■ Task to complete
Rewrite the listing from the line containing "Spot the tree." through the end, changing "street light" to "lamp post" and leaving everything else as it is.

■ Data for the task
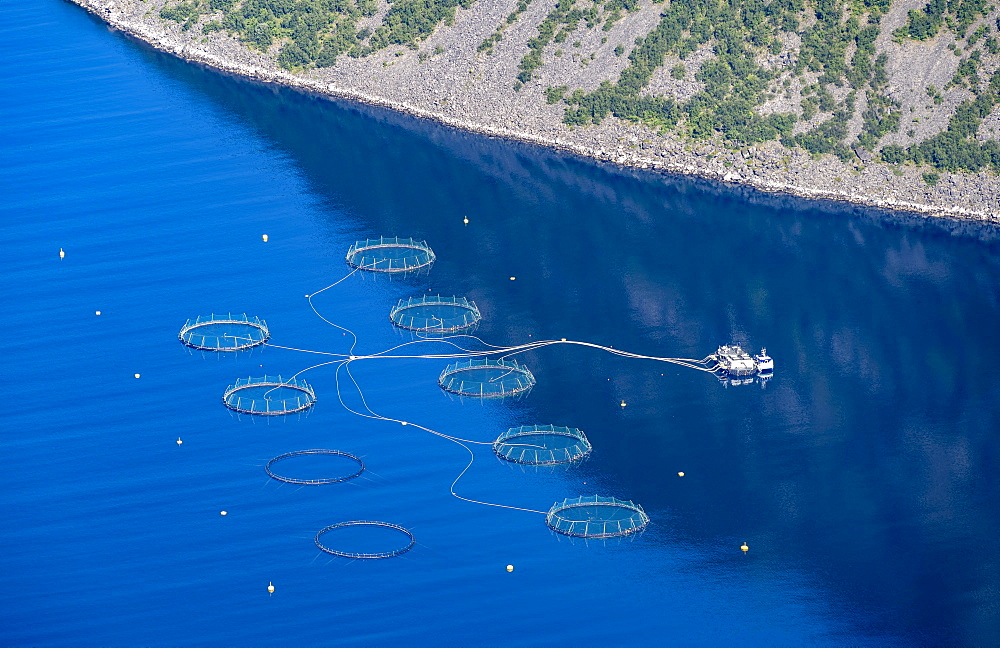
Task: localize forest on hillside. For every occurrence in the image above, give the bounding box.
[160,0,1000,178]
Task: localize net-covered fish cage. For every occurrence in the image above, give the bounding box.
[315,520,416,560]
[438,358,535,398]
[493,425,593,466]
[222,376,316,416]
[389,295,482,334]
[177,313,271,351]
[264,449,365,485]
[545,495,649,538]
[346,236,436,272]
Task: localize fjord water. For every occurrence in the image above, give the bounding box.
[0,0,1000,646]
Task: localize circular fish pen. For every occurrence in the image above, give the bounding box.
[222,376,316,416]
[264,450,365,484]
[438,358,535,398]
[389,295,482,333]
[493,425,593,466]
[177,313,271,351]
[315,520,416,560]
[545,495,649,538]
[346,236,437,272]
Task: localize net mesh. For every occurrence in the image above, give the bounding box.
[545,495,649,538]
[493,425,593,466]
[177,313,271,351]
[222,376,316,416]
[346,236,436,272]
[389,295,482,333]
[438,358,535,398]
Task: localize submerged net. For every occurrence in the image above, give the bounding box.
[264,450,365,484]
[389,295,482,333]
[493,425,593,466]
[222,376,316,416]
[346,236,436,272]
[177,313,271,351]
[438,358,535,398]
[545,495,649,538]
[315,520,416,559]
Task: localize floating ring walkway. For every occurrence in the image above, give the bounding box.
[346,236,437,273]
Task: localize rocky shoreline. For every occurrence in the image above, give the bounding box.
[70,0,1000,226]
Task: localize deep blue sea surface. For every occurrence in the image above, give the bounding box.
[0,0,1000,646]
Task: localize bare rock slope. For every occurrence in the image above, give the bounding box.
[72,0,1000,223]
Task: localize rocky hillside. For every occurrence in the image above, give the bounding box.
[77,0,1000,217]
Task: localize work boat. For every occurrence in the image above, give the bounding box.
[753,349,774,373]
[715,345,757,377]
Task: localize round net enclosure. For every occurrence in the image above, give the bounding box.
[493,425,593,466]
[316,520,416,560]
[222,376,316,416]
[264,449,365,484]
[545,495,649,538]
[389,295,482,333]
[346,236,436,272]
[438,358,535,398]
[177,313,271,351]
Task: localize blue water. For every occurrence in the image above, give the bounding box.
[0,0,1000,646]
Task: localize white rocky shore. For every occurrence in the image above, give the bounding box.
[70,0,1000,225]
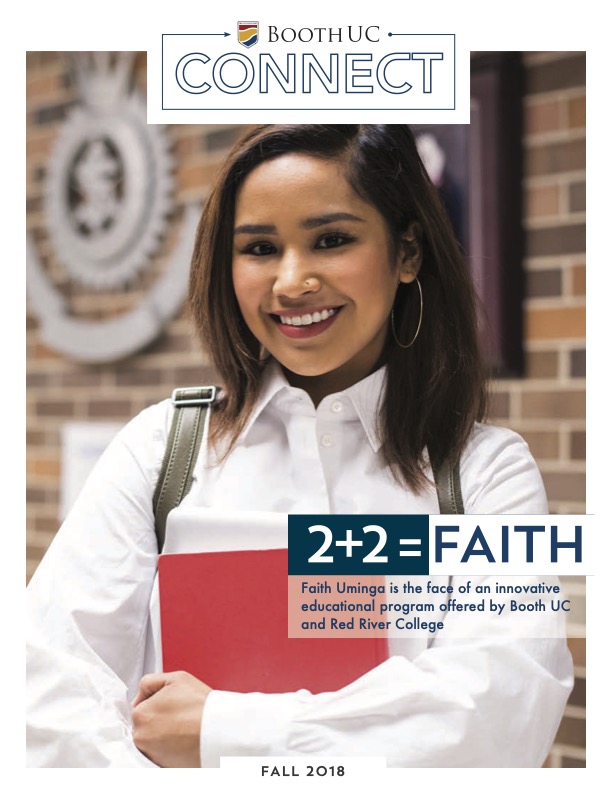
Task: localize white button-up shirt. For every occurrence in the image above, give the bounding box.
[27,365,572,767]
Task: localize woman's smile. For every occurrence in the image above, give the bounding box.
[232,154,414,402]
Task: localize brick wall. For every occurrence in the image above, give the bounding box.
[26,52,586,767]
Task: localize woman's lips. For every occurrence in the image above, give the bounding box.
[273,306,342,339]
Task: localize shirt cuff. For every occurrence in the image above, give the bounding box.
[200,690,310,767]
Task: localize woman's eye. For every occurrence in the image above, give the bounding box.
[243,242,276,256]
[316,234,352,250]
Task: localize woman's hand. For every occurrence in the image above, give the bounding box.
[132,671,211,767]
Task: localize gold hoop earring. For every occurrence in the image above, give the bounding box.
[391,277,423,349]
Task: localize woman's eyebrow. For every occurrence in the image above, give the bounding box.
[302,212,365,228]
[234,223,276,235]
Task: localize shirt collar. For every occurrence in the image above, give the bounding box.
[242,360,386,453]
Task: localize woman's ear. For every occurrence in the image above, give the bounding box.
[398,220,423,283]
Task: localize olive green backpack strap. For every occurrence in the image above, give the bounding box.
[153,385,219,553]
[433,460,464,514]
[153,385,463,553]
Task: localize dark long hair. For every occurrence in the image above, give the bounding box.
[190,124,486,491]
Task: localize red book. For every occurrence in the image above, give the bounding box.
[159,549,388,693]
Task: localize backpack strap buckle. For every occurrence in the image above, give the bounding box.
[172,385,219,407]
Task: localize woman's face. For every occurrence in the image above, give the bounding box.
[232,154,415,403]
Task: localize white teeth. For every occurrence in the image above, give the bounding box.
[280,308,336,327]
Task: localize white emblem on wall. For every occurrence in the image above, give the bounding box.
[27,52,200,362]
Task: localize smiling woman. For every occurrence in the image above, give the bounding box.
[233,154,418,404]
[28,125,572,767]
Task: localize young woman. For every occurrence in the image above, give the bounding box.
[28,125,572,767]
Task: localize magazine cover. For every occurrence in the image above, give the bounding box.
[16,3,605,790]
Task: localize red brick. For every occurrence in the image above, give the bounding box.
[526,305,586,340]
[521,390,586,419]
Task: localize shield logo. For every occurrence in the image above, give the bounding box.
[238,22,259,47]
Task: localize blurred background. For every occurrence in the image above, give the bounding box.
[26,52,586,767]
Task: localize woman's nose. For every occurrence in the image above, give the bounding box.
[272,253,321,299]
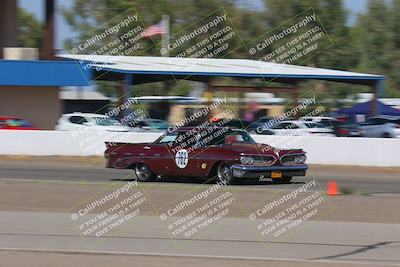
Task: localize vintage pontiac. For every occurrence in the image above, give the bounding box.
[105,126,308,184]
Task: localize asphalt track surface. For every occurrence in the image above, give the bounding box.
[0,160,400,194]
[0,160,400,266]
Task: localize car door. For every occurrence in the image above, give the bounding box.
[155,132,203,177]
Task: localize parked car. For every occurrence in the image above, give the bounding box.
[0,116,39,130]
[56,112,130,132]
[300,116,338,129]
[126,119,170,132]
[209,119,274,135]
[359,116,400,138]
[270,120,335,136]
[333,121,361,137]
[105,127,308,184]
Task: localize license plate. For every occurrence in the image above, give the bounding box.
[271,172,282,178]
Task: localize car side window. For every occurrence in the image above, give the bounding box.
[272,123,286,129]
[68,116,87,124]
[285,123,299,129]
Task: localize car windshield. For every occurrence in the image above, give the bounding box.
[93,117,122,126]
[197,128,255,146]
[6,119,32,127]
[304,123,324,128]
[147,120,169,129]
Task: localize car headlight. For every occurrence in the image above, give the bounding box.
[240,157,254,164]
[294,155,307,164]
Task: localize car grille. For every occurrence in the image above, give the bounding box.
[251,155,276,165]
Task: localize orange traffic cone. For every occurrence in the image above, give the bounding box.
[328,181,339,196]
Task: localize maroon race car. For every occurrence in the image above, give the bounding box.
[105,127,308,184]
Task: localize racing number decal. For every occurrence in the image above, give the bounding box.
[175,149,189,169]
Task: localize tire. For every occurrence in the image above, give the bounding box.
[217,162,235,184]
[135,162,155,182]
[272,176,292,184]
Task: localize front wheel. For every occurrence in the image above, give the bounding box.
[272,176,292,184]
[218,162,235,184]
[135,163,155,182]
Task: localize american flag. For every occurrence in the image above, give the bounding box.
[143,22,167,38]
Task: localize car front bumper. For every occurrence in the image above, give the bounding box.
[232,164,308,179]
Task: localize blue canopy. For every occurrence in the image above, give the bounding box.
[337,101,400,116]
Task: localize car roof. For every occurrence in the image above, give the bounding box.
[370,115,400,120]
[0,116,22,120]
[63,112,108,118]
[175,126,246,132]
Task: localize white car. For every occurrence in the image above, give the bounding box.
[270,120,335,136]
[358,116,400,138]
[55,112,130,132]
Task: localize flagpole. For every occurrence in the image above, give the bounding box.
[161,15,169,57]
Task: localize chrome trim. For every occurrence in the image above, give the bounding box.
[240,153,278,166]
[279,153,307,166]
[232,164,308,171]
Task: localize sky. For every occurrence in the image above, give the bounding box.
[18,0,368,49]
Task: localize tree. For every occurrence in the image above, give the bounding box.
[18,8,43,48]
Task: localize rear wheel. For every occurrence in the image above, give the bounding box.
[272,176,292,184]
[217,162,235,184]
[135,163,155,182]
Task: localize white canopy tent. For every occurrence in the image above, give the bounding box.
[59,54,385,113]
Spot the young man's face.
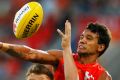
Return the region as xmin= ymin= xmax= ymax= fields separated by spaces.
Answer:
xmin=77 ymin=29 xmax=99 ymax=55
xmin=26 ymin=73 xmax=50 ymax=80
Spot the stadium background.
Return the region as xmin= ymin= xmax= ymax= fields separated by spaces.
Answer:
xmin=0 ymin=0 xmax=120 ymax=80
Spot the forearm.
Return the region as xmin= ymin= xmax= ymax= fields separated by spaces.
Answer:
xmin=0 ymin=43 xmax=34 ymax=60
xmin=63 ymin=47 xmax=79 ymax=80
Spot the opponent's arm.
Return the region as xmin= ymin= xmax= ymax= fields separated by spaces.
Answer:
xmin=0 ymin=42 xmax=62 ymax=64
xmin=57 ymin=20 xmax=79 ymax=80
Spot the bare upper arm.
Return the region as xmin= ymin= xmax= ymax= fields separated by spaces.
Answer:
xmin=29 ymin=49 xmax=62 ymax=64
xmin=99 ymin=71 xmax=112 ymax=80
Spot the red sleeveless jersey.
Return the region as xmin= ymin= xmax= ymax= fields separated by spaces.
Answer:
xmin=54 ymin=54 xmax=105 ymax=80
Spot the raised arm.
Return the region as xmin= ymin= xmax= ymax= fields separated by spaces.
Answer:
xmin=57 ymin=20 xmax=79 ymax=80
xmin=0 ymin=42 xmax=62 ymax=64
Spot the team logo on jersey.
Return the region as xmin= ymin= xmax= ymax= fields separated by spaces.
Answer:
xmin=84 ymin=71 xmax=94 ymax=80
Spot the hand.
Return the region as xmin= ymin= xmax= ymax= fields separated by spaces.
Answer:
xmin=57 ymin=20 xmax=71 ymax=49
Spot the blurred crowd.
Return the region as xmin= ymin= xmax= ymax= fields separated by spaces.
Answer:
xmin=0 ymin=0 xmax=120 ymax=80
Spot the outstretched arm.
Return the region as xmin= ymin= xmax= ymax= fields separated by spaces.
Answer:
xmin=0 ymin=42 xmax=62 ymax=64
xmin=57 ymin=20 xmax=79 ymax=80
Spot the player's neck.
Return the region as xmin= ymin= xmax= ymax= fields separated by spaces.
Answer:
xmin=78 ymin=55 xmax=98 ymax=64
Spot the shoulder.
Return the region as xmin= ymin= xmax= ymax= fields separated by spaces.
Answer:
xmin=99 ymin=71 xmax=112 ymax=80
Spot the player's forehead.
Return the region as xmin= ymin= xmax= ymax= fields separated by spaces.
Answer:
xmin=81 ymin=29 xmax=99 ymax=38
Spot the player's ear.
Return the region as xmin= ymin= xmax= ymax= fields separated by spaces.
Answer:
xmin=98 ymin=44 xmax=105 ymax=52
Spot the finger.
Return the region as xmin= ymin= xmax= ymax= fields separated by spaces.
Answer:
xmin=65 ymin=20 xmax=71 ymax=36
xmin=57 ymin=29 xmax=64 ymax=37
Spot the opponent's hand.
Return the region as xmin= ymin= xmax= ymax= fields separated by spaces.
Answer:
xmin=57 ymin=20 xmax=71 ymax=49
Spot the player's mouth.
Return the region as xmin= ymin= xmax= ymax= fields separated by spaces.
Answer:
xmin=78 ymin=45 xmax=86 ymax=50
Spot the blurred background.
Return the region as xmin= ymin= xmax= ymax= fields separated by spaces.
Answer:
xmin=0 ymin=0 xmax=120 ymax=80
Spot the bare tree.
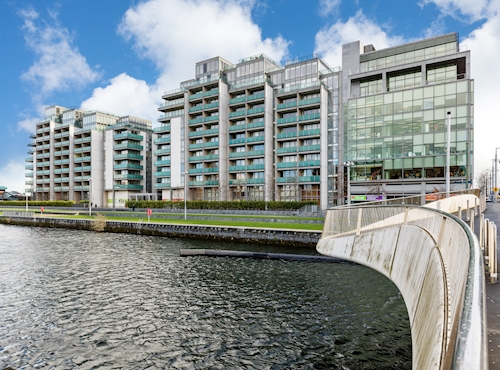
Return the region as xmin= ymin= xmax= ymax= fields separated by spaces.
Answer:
xmin=476 ymin=170 xmax=490 ymax=194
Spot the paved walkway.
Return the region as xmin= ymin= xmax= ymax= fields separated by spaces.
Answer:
xmin=480 ymin=203 xmax=500 ymax=370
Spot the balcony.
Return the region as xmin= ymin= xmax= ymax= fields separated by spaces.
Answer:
xmin=154 ymin=135 xmax=170 ymax=144
xmin=247 ymin=121 xmax=264 ymax=129
xmin=299 ymin=160 xmax=321 ymax=167
xmin=299 ymin=144 xmax=321 ymax=152
xmin=74 ymin=136 xmax=92 ymax=144
xmin=229 ymin=137 xmax=247 ymax=145
xmin=299 ymin=176 xmax=320 ymax=182
xmin=276 ymin=131 xmax=297 ymax=139
xmin=299 ymin=113 xmax=321 ymax=122
xmin=247 ymin=135 xmax=264 ymax=143
xmin=75 ymin=166 xmax=92 ymax=172
xmin=73 ymin=176 xmax=90 ymax=181
xmin=155 ymin=171 xmax=170 ymax=178
xmin=276 ymin=116 xmax=297 ymax=125
xmin=276 ymin=100 xmax=297 ymax=110
xmin=229 ymin=123 xmax=247 ymax=132
xmin=73 ymin=185 xmax=89 ymax=191
xmin=299 ymin=128 xmax=321 ymax=136
xmin=113 ymin=153 xmax=144 ymax=161
xmin=113 ymin=184 xmax=143 ymax=190
xmin=229 ymin=179 xmax=247 ymax=185
xmin=154 ymin=159 xmax=170 ymax=166
xmin=73 ymin=156 xmax=92 ymax=163
xmin=229 ymin=96 xmax=246 ymax=105
xmin=189 ymin=117 xmax=203 ymax=125
xmin=154 ymin=149 xmax=170 ymax=155
xmin=229 ymin=110 xmax=246 ymax=118
xmin=203 ymin=88 xmax=219 ymax=96
xmin=276 ymin=146 xmax=297 ymax=154
xmin=154 ymin=182 xmax=170 ymax=189
xmin=299 ymin=97 xmax=321 ymax=107
xmin=113 ymin=163 xmax=144 ymax=170
xmin=113 ymin=132 xmax=144 ymax=141
xmin=113 ymin=143 xmax=144 ymax=153
xmin=203 ymin=114 xmax=219 ymax=122
xmin=229 ymin=166 xmax=247 ymax=172
xmin=247 ymin=178 xmax=264 ymax=184
xmin=153 ymin=125 xmax=170 ymax=134
xmin=188 ymin=91 xmax=203 ymax=101
xmin=247 ymin=163 xmax=264 ymax=171
xmin=247 ymin=93 xmax=266 ymax=101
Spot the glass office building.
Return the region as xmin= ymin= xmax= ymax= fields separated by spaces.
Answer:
xmin=343 ymin=33 xmax=474 ymax=200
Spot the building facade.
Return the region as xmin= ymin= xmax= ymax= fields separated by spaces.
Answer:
xmin=26 ymin=33 xmax=474 ymax=209
xmin=26 ymin=106 xmax=152 ymax=207
xmin=342 ymin=33 xmax=474 ymax=200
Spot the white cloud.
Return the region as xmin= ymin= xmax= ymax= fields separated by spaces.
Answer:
xmin=420 ymin=0 xmax=494 ymax=22
xmin=82 ymin=0 xmax=288 ymax=124
xmin=314 ymin=10 xmax=405 ymax=67
xmin=19 ymin=8 xmax=100 ymax=96
xmin=0 ymin=159 xmax=26 ymax=193
xmin=81 ymin=73 xmax=161 ymax=122
xmin=461 ymin=3 xmax=500 ymax=173
xmin=319 ymin=0 xmax=341 ymax=17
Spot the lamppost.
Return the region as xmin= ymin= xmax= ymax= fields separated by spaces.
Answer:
xmin=446 ymin=112 xmax=451 ymax=198
xmin=344 ymin=161 xmax=354 ymax=205
xmin=493 ymin=147 xmax=500 ymax=188
xmin=184 ymin=171 xmax=187 ymax=220
xmin=89 ymin=177 xmax=92 ymax=216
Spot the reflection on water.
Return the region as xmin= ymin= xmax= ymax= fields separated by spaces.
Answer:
xmin=0 ymin=225 xmax=411 ymax=370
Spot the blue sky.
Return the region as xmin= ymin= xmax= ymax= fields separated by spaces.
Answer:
xmin=0 ymin=0 xmax=500 ymax=192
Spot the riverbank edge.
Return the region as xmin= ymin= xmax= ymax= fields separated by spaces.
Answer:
xmin=0 ymin=217 xmax=321 ymax=248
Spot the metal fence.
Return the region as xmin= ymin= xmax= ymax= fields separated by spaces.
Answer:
xmin=3 ymin=211 xmax=35 ymax=218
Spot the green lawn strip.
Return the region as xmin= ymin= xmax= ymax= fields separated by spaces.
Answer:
xmin=46 ymin=215 xmax=323 ymax=231
xmin=0 ymin=208 xmax=324 ymax=221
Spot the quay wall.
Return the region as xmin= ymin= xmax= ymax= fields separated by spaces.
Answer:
xmin=0 ymin=217 xmax=321 ymax=248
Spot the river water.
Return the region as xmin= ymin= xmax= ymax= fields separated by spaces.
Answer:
xmin=0 ymin=225 xmax=411 ymax=370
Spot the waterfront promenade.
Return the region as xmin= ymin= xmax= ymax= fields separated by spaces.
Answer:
xmin=480 ymin=203 xmax=500 ymax=370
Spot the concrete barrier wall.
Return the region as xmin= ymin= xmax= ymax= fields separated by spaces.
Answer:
xmin=317 ymin=202 xmax=487 ymax=369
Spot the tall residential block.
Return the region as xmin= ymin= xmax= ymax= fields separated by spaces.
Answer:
xmin=26 ymin=106 xmax=152 ymax=207
xmin=26 ymin=33 xmax=474 ymax=210
xmin=342 ymin=33 xmax=474 ymax=200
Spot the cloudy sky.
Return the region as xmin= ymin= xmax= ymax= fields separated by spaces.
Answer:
xmin=0 ymin=0 xmax=500 ymax=192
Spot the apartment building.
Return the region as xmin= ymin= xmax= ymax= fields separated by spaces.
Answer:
xmin=26 ymin=33 xmax=474 ymax=209
xmin=26 ymin=106 xmax=152 ymax=207
xmin=153 ymin=54 xmax=340 ymax=208
xmin=342 ymin=33 xmax=474 ymax=201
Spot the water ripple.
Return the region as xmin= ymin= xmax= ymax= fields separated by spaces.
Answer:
xmin=0 ymin=225 xmax=411 ymax=370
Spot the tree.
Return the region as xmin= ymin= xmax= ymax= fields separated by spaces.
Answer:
xmin=476 ymin=170 xmax=490 ymax=194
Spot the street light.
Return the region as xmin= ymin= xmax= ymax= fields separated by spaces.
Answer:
xmin=184 ymin=171 xmax=187 ymax=220
xmin=446 ymin=112 xmax=451 ymax=198
xmin=344 ymin=161 xmax=354 ymax=205
xmin=89 ymin=177 xmax=92 ymax=216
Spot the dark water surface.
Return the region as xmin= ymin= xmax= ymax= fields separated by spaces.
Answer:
xmin=0 ymin=225 xmax=411 ymax=370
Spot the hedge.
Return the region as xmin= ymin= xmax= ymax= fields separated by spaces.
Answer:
xmin=125 ymin=200 xmax=318 ymax=211
xmin=0 ymin=200 xmax=75 ymax=207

■ The response
Spot the tree.
Return the region as xmin= ymin= xmax= ymax= fields separated by spaces.
Answer:
xmin=476 ymin=170 xmax=490 ymax=194
Spot the lamp post.
Return the region as xmin= ymin= xmax= ymax= fields separated by spaces.
Answer:
xmin=184 ymin=171 xmax=187 ymax=220
xmin=446 ymin=112 xmax=451 ymax=198
xmin=344 ymin=161 xmax=354 ymax=205
xmin=89 ymin=177 xmax=92 ymax=216
Spot the dark water surface.
Return the region as xmin= ymin= xmax= ymax= fields separated by spaces.
Answer:
xmin=0 ymin=225 xmax=411 ymax=370
Spot the hedge.
Return the region as xmin= ymin= xmax= ymax= fields separated by spaces.
Answer:
xmin=125 ymin=200 xmax=318 ymax=211
xmin=0 ymin=200 xmax=75 ymax=207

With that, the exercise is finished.